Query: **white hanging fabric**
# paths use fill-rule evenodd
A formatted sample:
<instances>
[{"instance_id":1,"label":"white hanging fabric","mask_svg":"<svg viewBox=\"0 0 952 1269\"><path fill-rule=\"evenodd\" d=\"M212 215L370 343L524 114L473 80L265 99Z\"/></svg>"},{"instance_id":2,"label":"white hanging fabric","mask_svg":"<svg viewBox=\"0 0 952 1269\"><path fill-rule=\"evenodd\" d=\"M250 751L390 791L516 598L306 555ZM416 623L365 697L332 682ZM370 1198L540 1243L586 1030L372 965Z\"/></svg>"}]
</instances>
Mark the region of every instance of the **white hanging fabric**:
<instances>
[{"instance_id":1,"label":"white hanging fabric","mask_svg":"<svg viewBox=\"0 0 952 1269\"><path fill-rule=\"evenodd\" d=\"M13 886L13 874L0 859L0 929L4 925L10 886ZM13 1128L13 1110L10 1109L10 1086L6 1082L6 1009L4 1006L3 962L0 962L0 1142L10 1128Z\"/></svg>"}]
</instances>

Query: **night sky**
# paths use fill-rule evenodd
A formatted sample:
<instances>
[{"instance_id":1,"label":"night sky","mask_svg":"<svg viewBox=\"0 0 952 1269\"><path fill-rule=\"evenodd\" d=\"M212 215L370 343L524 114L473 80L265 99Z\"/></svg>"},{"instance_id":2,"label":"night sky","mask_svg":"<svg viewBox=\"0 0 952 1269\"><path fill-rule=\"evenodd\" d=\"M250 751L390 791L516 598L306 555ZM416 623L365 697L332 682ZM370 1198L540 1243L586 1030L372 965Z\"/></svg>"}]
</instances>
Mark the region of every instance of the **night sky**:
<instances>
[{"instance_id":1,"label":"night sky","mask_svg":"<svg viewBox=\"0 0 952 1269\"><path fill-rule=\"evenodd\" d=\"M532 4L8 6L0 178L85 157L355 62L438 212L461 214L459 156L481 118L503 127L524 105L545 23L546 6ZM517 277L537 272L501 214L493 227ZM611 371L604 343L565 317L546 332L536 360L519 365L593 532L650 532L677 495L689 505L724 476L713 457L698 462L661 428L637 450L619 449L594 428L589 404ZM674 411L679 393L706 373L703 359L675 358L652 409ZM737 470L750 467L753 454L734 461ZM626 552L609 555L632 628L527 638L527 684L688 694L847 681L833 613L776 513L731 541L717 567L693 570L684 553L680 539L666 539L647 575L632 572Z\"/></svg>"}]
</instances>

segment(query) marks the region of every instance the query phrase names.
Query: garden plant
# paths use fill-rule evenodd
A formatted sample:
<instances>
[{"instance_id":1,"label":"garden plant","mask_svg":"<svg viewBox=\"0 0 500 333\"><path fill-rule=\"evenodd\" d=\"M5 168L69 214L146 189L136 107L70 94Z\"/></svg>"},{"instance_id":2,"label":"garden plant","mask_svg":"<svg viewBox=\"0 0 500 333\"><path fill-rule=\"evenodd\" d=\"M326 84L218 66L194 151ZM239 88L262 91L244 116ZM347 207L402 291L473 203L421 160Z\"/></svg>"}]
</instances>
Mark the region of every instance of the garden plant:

# What the exercise asks
Retype every line of the listing above exactly as it appears.

# Correct response
Query: **white hanging fabric**
# paths use fill-rule evenodd
A formatted sample:
<instances>
[{"instance_id":1,"label":"white hanging fabric","mask_svg":"<svg viewBox=\"0 0 952 1269\"><path fill-rule=\"evenodd\" d=\"M212 215L370 343L524 114L473 80L265 99Z\"/></svg>"},{"instance_id":2,"label":"white hanging fabric","mask_svg":"<svg viewBox=\"0 0 952 1269\"><path fill-rule=\"evenodd\" d=\"M250 751L390 791L516 598L306 555ZM416 623L365 697L332 682ZM370 1198L540 1243L586 1030L372 965Z\"/></svg>"}]
</instances>
Mark the region of every instance of the **white hanging fabric**:
<instances>
[{"instance_id":1,"label":"white hanging fabric","mask_svg":"<svg viewBox=\"0 0 952 1269\"><path fill-rule=\"evenodd\" d=\"M13 886L13 874L0 859L0 929L4 925L10 886ZM13 1128L13 1110L10 1109L10 1086L6 1082L6 1009L4 1006L3 962L0 962L0 1142L10 1128Z\"/></svg>"}]
</instances>

Query: **night sky**
# paths use fill-rule evenodd
A formatted sample:
<instances>
[{"instance_id":1,"label":"night sky","mask_svg":"<svg viewBox=\"0 0 952 1269\"><path fill-rule=\"evenodd\" d=\"M212 215L370 343L524 114L473 80L265 99Z\"/></svg>"},{"instance_id":2,"label":"night sky","mask_svg":"<svg viewBox=\"0 0 952 1269\"><path fill-rule=\"evenodd\" d=\"M250 751L390 791L516 598L306 555ZM416 623L365 697L332 682ZM370 1198L540 1243L586 1030L372 965Z\"/></svg>"}]
</instances>
Mark the region of every instance of the **night sky**:
<instances>
[{"instance_id":1,"label":"night sky","mask_svg":"<svg viewBox=\"0 0 952 1269\"><path fill-rule=\"evenodd\" d=\"M532 4L8 6L0 178L85 157L355 62L438 212L461 214L459 156L481 118L503 127L524 105L545 23L546 6ZM517 277L537 272L501 214L493 227ZM611 371L604 343L565 317L546 332L536 360L519 365L593 532L650 532L677 495L689 505L724 476L713 457L698 462L661 428L637 450L619 449L594 428L589 404ZM674 411L679 393L706 373L703 359L675 358L652 409ZM737 470L750 467L753 454L734 461ZM626 552L609 555L632 628L527 638L527 684L688 694L847 681L833 613L776 513L731 541L717 567L693 570L684 553L680 539L666 539L647 575L632 572Z\"/></svg>"}]
</instances>

segment(query) marks the region of every instance the query phrase names.
Query: garden plant
# paths use fill-rule evenodd
A formatted sample:
<instances>
[{"instance_id":1,"label":"garden plant","mask_svg":"<svg viewBox=\"0 0 500 333\"><path fill-rule=\"evenodd\" d=\"M5 168L69 214L146 189L136 107L70 94Z\"/></svg>"},{"instance_id":2,"label":"garden plant","mask_svg":"<svg viewBox=\"0 0 500 333\"><path fill-rule=\"evenodd\" d=\"M326 84L218 66L194 151ZM239 88L262 91L244 116ZM347 207L402 291L473 203L421 160Z\"/></svg>"}]
</instances>
Mark the region of every instance of the garden plant:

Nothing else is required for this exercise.